# start of Provided material

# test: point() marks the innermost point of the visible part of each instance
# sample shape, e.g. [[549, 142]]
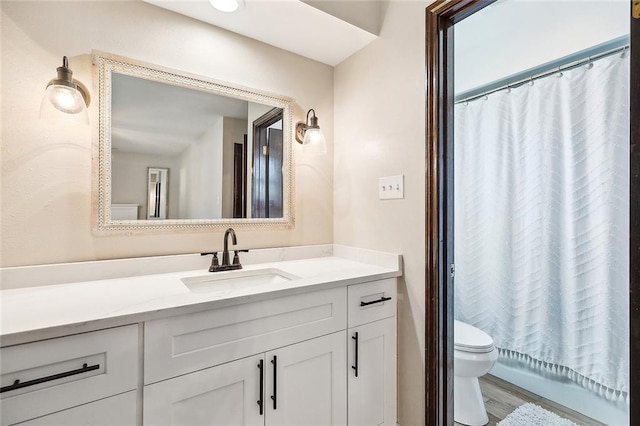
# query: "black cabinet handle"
[[274, 361], [355, 367], [17, 385], [382, 299], [260, 401]]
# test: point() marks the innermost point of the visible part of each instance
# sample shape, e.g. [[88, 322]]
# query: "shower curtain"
[[542, 222]]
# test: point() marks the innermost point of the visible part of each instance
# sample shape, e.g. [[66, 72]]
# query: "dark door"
[[239, 173], [266, 188]]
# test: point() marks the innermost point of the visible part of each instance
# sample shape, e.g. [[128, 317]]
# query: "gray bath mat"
[[533, 415]]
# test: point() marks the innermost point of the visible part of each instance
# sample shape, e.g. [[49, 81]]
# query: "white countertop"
[[46, 311]]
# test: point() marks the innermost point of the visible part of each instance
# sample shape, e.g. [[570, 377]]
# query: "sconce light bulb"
[[226, 6], [314, 142], [65, 99]]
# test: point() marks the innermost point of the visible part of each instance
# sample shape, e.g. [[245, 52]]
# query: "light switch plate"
[[391, 187]]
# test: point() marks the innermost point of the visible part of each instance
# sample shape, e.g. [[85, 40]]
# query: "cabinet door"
[[226, 395], [114, 411], [372, 393], [307, 384]]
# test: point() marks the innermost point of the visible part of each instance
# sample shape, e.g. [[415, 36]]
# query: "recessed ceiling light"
[[225, 5]]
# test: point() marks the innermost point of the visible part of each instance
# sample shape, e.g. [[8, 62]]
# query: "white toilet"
[[474, 355]]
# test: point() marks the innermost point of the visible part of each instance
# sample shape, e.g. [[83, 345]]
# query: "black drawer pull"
[[274, 361], [355, 367], [382, 299], [18, 385], [260, 401]]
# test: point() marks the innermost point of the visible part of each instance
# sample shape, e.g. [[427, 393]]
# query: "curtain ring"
[[589, 64], [624, 52]]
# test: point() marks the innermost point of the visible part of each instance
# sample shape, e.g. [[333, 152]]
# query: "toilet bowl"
[[473, 356]]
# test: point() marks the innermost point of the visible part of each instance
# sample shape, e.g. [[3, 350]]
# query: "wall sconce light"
[[66, 94], [310, 135]]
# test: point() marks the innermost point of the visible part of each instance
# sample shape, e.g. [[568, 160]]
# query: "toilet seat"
[[468, 338]]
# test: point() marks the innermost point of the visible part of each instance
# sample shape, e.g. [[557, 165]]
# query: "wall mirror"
[[176, 151]]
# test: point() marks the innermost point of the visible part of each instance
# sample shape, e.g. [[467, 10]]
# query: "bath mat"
[[533, 415]]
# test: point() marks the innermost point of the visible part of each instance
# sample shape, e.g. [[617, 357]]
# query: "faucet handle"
[[236, 258], [214, 261]]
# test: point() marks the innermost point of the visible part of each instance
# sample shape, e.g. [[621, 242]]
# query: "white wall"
[[46, 166], [379, 131], [201, 182], [512, 36]]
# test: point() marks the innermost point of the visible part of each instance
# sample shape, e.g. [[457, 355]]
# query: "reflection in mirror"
[[157, 183], [188, 151]]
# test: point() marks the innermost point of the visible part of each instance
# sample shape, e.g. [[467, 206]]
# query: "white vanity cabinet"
[[284, 361], [298, 340], [300, 384], [372, 354], [265, 359], [66, 375], [117, 410]]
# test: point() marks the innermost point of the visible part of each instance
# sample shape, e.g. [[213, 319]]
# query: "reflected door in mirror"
[[158, 181], [267, 165]]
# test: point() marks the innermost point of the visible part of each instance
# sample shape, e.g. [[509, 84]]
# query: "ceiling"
[[326, 31]]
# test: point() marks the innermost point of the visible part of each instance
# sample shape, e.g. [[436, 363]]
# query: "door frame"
[[440, 18]]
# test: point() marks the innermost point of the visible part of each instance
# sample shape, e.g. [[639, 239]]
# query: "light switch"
[[391, 187]]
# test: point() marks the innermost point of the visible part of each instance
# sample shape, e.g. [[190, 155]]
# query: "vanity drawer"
[[186, 343], [66, 372], [372, 301]]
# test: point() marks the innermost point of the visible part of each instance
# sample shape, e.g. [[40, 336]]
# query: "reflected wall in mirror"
[[191, 152]]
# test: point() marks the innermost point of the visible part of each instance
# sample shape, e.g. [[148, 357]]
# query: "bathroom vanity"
[[298, 336]]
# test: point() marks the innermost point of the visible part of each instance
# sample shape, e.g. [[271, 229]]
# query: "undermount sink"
[[213, 281]]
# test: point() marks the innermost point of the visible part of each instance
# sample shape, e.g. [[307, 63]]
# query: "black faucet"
[[226, 266]]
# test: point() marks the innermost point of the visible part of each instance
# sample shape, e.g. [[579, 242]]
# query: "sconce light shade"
[[310, 135], [65, 93]]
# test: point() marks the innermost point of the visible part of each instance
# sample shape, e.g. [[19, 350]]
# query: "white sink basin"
[[238, 278]]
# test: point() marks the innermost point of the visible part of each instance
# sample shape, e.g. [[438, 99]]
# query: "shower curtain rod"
[[575, 60]]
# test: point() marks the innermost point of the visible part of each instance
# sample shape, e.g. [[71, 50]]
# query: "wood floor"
[[501, 398]]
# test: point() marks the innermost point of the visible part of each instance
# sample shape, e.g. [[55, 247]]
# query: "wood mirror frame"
[[440, 18]]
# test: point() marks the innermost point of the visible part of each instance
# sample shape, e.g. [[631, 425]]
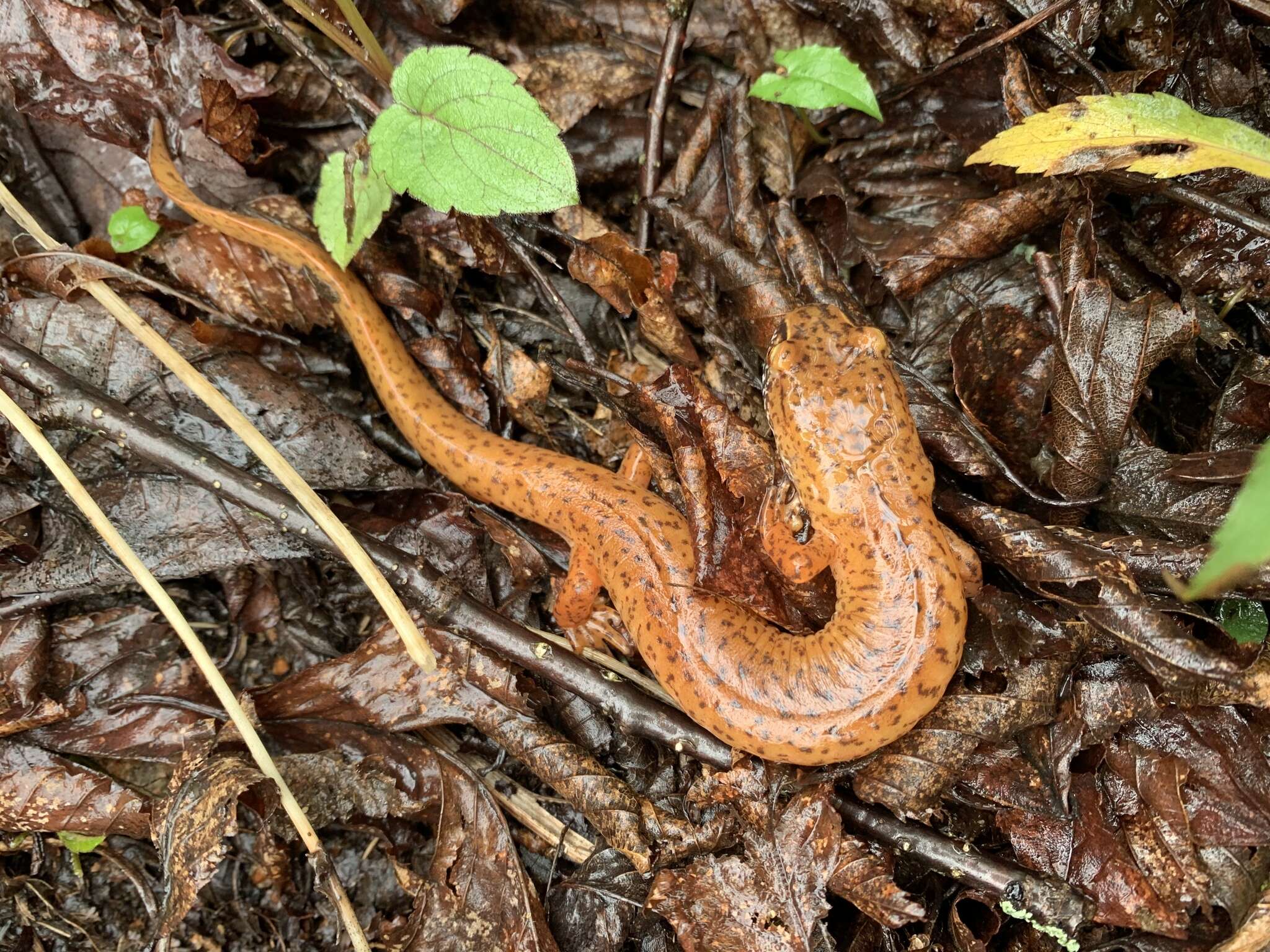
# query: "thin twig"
[[517, 244], [384, 66], [516, 799], [1000, 40], [206, 666], [70, 403], [1199, 201], [243, 428], [654, 136], [1049, 902], [351, 94]]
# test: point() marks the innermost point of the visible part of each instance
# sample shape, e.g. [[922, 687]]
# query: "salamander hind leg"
[[967, 563], [574, 609]]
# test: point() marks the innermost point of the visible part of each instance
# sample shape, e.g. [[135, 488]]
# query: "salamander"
[[849, 443]]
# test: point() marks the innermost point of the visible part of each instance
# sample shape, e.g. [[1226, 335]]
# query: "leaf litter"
[[1085, 355]]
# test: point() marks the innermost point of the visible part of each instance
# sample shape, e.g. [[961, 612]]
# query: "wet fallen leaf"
[[226, 120], [774, 897], [41, 791], [190, 826], [1127, 133]]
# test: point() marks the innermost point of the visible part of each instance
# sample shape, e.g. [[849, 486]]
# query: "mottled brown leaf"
[[98, 662], [226, 120], [23, 656], [190, 826], [1099, 587], [980, 229], [43, 792], [1089, 852], [1106, 347], [628, 281], [865, 878], [572, 81], [770, 901], [1002, 367], [247, 282], [911, 775]]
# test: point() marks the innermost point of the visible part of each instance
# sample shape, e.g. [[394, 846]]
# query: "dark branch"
[[654, 138]]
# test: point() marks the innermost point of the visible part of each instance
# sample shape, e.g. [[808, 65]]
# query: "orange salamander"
[[850, 446]]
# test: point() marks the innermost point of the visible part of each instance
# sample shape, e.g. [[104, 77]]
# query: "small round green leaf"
[[1244, 620], [464, 136], [817, 77], [79, 842], [130, 229], [370, 201]]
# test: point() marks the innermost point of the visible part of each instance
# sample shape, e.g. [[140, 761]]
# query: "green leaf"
[[81, 842], [371, 200], [463, 135], [1244, 620], [1241, 544], [1127, 131], [817, 77], [130, 229]]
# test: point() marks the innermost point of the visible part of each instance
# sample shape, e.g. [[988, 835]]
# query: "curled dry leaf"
[[522, 382], [572, 81], [228, 121], [190, 826], [247, 282], [982, 227], [773, 897], [98, 662], [628, 281]]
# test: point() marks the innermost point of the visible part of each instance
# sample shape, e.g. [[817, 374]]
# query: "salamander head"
[[837, 410]]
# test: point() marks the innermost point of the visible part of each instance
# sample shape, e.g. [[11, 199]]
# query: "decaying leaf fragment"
[[774, 896], [628, 281]]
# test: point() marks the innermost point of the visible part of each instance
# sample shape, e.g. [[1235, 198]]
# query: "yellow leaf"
[[1156, 134]]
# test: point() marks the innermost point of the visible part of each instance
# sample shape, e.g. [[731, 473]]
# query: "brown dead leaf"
[[1089, 851], [1098, 586], [23, 658], [773, 899], [43, 792], [573, 79], [1106, 348], [980, 229], [228, 120], [522, 382], [455, 375], [628, 281], [190, 826], [910, 775], [243, 281]]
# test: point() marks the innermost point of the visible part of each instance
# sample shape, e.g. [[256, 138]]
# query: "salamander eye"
[[783, 356], [870, 340]]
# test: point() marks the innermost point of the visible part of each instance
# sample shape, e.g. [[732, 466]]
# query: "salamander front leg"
[[798, 562]]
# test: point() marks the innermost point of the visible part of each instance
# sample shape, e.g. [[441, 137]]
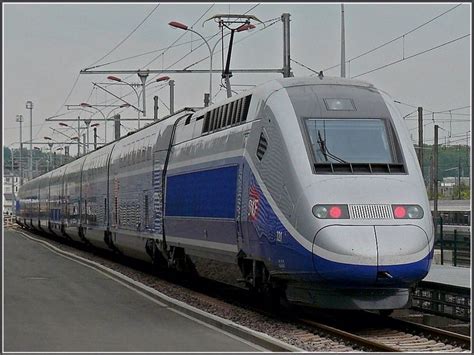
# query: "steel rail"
[[352, 338]]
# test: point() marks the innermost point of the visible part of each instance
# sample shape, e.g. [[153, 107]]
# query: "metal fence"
[[454, 246]]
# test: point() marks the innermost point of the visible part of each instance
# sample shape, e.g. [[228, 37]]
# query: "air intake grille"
[[370, 212]]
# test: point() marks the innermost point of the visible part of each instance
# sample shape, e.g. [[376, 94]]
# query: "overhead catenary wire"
[[130, 92], [125, 39], [413, 55], [395, 39], [187, 54]]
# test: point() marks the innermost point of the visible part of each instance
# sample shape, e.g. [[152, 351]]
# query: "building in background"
[[11, 183]]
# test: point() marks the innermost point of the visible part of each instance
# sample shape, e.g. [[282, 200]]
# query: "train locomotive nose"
[[371, 255], [346, 254]]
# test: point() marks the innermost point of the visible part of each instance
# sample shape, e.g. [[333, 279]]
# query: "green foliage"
[[448, 160]]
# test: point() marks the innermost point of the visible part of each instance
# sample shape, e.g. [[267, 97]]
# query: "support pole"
[[435, 177], [227, 74], [13, 182], [143, 77], [285, 18], [95, 138], [117, 126], [420, 137], [343, 44], [155, 108], [87, 122], [29, 106], [171, 83], [19, 118], [459, 172], [78, 136]]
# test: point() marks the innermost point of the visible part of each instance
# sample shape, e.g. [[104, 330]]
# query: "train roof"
[[325, 80]]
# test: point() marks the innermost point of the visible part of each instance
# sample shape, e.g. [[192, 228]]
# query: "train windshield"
[[350, 140]]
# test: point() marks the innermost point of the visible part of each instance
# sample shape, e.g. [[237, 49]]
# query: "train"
[[307, 188]]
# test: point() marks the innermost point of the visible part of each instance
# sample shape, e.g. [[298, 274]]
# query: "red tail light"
[[399, 212], [335, 212], [407, 211], [331, 211]]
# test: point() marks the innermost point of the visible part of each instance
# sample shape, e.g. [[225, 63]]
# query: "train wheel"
[[385, 312]]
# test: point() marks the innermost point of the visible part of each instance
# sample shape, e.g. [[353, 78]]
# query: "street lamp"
[[182, 26], [50, 144], [143, 110], [29, 106], [19, 118], [85, 104]]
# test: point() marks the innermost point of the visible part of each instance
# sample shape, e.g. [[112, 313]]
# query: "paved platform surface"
[[55, 304], [450, 275]]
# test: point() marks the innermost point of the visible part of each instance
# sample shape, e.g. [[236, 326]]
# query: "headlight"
[[331, 211], [407, 211]]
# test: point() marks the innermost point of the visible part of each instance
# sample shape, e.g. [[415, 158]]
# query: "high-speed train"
[[305, 186]]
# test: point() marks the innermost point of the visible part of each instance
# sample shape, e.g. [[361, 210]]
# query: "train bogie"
[[309, 186]]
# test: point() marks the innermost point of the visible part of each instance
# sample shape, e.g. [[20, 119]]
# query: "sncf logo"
[[253, 209], [253, 203]]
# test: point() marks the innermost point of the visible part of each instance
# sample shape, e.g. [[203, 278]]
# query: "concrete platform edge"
[[258, 338]]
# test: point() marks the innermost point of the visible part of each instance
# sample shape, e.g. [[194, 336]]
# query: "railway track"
[[317, 330], [390, 334]]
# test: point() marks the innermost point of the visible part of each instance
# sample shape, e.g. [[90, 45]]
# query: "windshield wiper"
[[322, 145], [326, 152]]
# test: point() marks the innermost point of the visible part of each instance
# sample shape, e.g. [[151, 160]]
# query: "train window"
[[146, 211], [246, 108], [343, 145], [339, 104], [226, 115], [116, 210], [230, 113], [262, 146]]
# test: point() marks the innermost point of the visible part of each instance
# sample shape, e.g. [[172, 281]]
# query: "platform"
[[54, 304], [449, 275]]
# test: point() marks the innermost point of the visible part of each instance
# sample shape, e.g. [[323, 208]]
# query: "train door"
[[242, 241], [157, 188]]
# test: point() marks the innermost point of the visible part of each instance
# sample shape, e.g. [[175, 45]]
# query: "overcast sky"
[[46, 45]]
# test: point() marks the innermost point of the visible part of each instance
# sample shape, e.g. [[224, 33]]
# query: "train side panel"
[[56, 197], [72, 196], [94, 196]]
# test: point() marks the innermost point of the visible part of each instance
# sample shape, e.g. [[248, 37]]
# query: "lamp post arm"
[[117, 97], [210, 62], [133, 88]]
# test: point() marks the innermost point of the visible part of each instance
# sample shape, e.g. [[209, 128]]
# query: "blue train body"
[[262, 190]]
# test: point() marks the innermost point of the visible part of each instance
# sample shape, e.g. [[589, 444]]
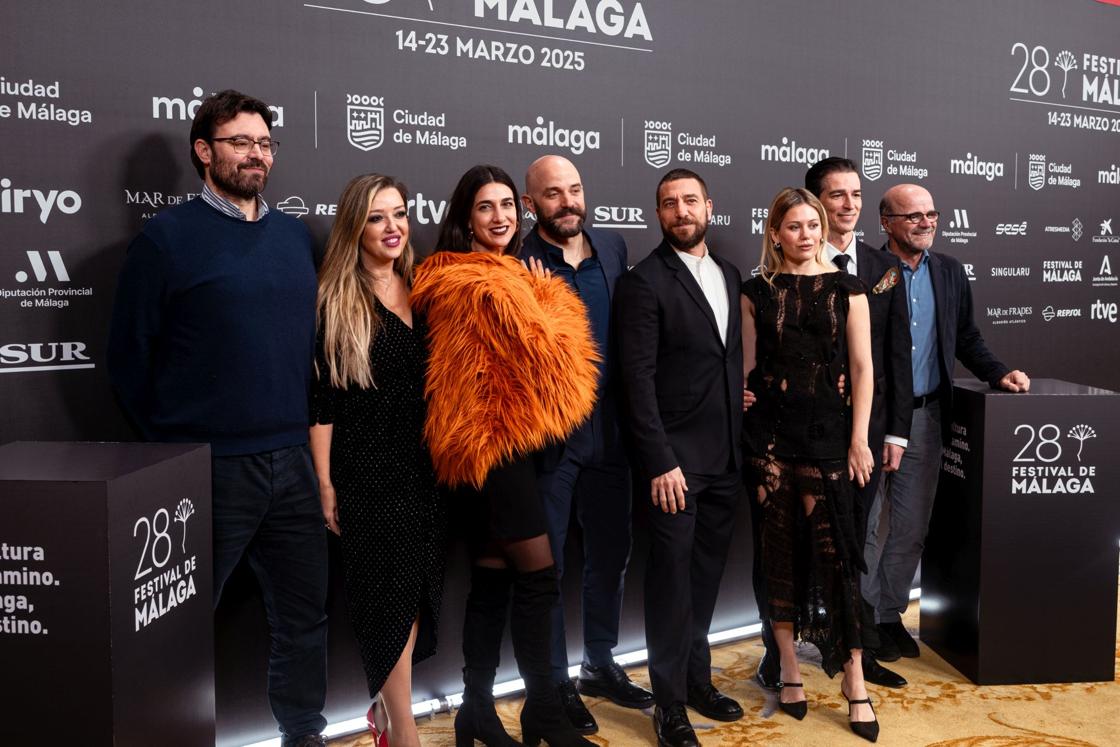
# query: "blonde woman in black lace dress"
[[804, 326]]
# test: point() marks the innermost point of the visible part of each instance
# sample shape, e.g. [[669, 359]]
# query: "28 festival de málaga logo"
[[165, 573], [1082, 85], [1053, 459]]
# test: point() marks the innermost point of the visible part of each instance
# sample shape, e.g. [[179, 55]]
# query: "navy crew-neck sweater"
[[213, 329]]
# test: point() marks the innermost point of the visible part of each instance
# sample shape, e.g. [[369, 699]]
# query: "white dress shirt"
[[712, 283], [831, 251]]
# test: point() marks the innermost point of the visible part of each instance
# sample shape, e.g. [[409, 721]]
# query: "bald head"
[[902, 193], [554, 193], [905, 236]]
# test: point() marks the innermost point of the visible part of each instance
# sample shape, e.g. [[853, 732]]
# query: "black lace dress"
[[796, 438], [391, 516]]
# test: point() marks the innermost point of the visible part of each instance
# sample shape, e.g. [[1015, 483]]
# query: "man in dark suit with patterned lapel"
[[588, 475], [942, 332], [680, 352]]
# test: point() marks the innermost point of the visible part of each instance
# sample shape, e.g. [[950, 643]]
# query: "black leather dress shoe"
[[306, 740], [876, 673], [709, 701], [672, 727], [574, 708], [897, 633], [770, 672], [610, 682]]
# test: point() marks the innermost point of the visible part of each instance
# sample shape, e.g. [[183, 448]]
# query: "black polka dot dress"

# end of Provided material

**Task directions**
Count the lines in the material that contain the string "wood", treating uppercase and lowercase as different, and give only the number.

**Response to this task**
2